▶ _WHAT TO PRODUCE_
Repeat the whole listing below, word for word.

▶ _TASK DATA_

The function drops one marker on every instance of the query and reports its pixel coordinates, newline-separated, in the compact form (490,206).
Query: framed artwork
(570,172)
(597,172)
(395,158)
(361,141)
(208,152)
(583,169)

▶ _RESULT OF THE EXERCISE_
The function drops one marker on every instance of the query and reports its pixel coordinates, newline-separated, in the compact form (490,206).
Query: framed artwork
(570,172)
(597,172)
(395,158)
(361,141)
(208,152)
(583,169)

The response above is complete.